— EXERCISE DESCRIPTION —
Repeat, line for line, the entries printed below.

*****

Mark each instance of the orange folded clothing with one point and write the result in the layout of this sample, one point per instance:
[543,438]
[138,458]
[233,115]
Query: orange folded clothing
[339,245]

*****

— SOLUTION —
Mark each instance of the orange folded clothing with one point and write the result in the layout of this sample, one point per instance:
[543,438]
[138,458]
[233,115]
Query: orange folded clothing
[339,245]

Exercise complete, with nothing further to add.